* [Kutipan Teks]:
Akan tetapi sebelum sampai kepada masalah yang sensitif[5] itu, baiklah kita pinjam pendapat beberapa tokoh/intelektual menanggapi kejadian-kejadian akhir-akhir ini, seperti Syamsuddin Haris, Denny Indrayana, Indra Tranggono, Syafii Maarif, Franz Magnis Suseno untuk mengawali pembahasannya.
Menurut Syamsuddin Haris (kompas, 12 Juni 2017), problematik primordialisme itu muncul karena tiga faktor. Pertama, ambivalensi negara dalam menyikapi bangkitnya gerakan-gerakan radikal agama, dan tumbuhnya berbagai “aliran sempalan agama”, sehingga yang tampak secara publik adalah tak adanya konsistensi negara dalam penegakan hukum. Terkait maraknya aliran agama misalnya, di satu pihak negara diamanatkan konstitusi melindungi hak dan kebebasan setiap warga negara, termasuk kebebasan beragama dan menganut kepercayaan. Namun di pihak lain negara dan institusi representasi negara, seperti “pemda, kodim, polres, koramil, dan seterusnya”, cenderung membiarkan dan bahkan acapkali memfasilitasi penindasan dan represi suatu kelompok masyarakat atas kelompok lain (kasus Ahmadiyah dan jemaah Syiah).

* [Perintah Tugas 1]:
Jawablah pertanyaan berikut berdasarkan kutipan di atas.
(a) Siapa tokoh yang disebut paling akhir dalam daftar pada kalimat pertama?
(b) Menurut Syamsuddin Haris, problematik primordialisme muncul karena berapa faktor?
(c) Kasus apa saja yang disebut dalam tanda kurung pada kalimat terakhir?
* [Perintah Tugas 2]:
Salin secara persis bagian kutipan di atas yang diawali dengan kata-kata yang memuat "Menurut Syamsuddin Haris" dan diakhiri dengan "dan jemaah Syiah).".

* [Blok Data]:
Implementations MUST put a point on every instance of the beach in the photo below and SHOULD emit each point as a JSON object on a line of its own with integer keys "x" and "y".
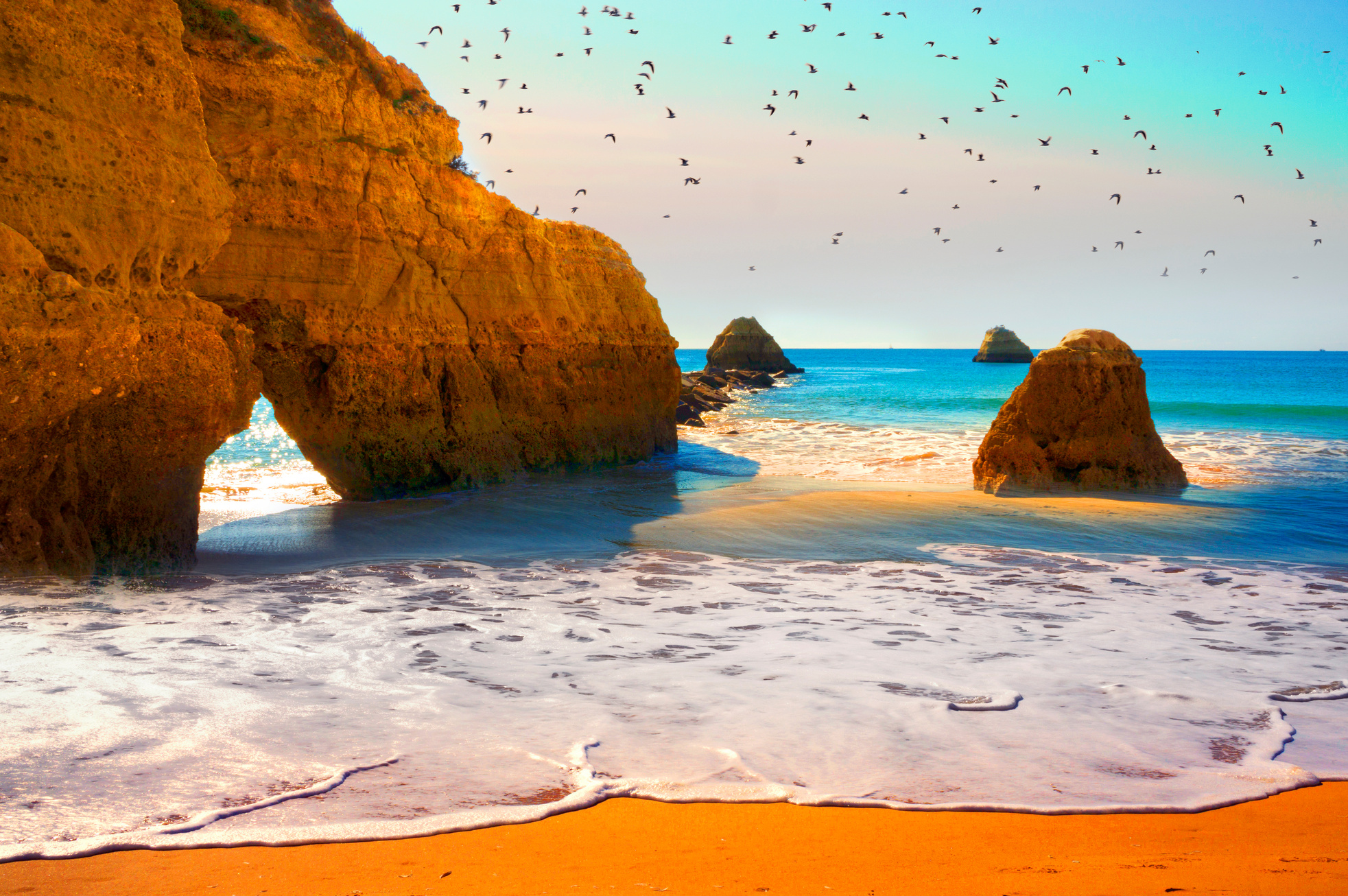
{"x": 1289, "y": 844}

* [Jawaban Lengkap 1]:
(a) Franz Magnis Suseno.
(b) Tiga faktor.
(c) Kasus Ahmadiyah dan jemaah Syiah.

* [Jawaban Lengkap 2]:
Menurut Syamsuddin Haris (kompas, 12 Juni 2017), problematik primordialisme itu muncul karena tiga faktor. Pertama, ambivalensi negara dalam menyikapi bangkitnya gerakan-gerakan radikal agama, dan tumbuhnya berbagai “aliran sempalan agama”, sehingga yang tampak secara publik adalah tak adanya konsistensi negara dalam penegakan hukum. Terkait maraknya aliran agama misalnya, di satu pihak negara diamanatkan konstitusi melindungi hak dan kebebasan setiap warga negara, termasuk kebebasan beragama dan menganut kepercayaan. Namun di pihak lain negara dan institusi representasi negara, seperti “pemda, kodim, polres, koramil, dan seterusnya”, cenderung membiarkan dan bahkan acapkali memfasilitasi penindasan dan represi suatu kelompok masyarakat atas kelompok lain (kasus Ahmadiyah dan jemaah Syiah).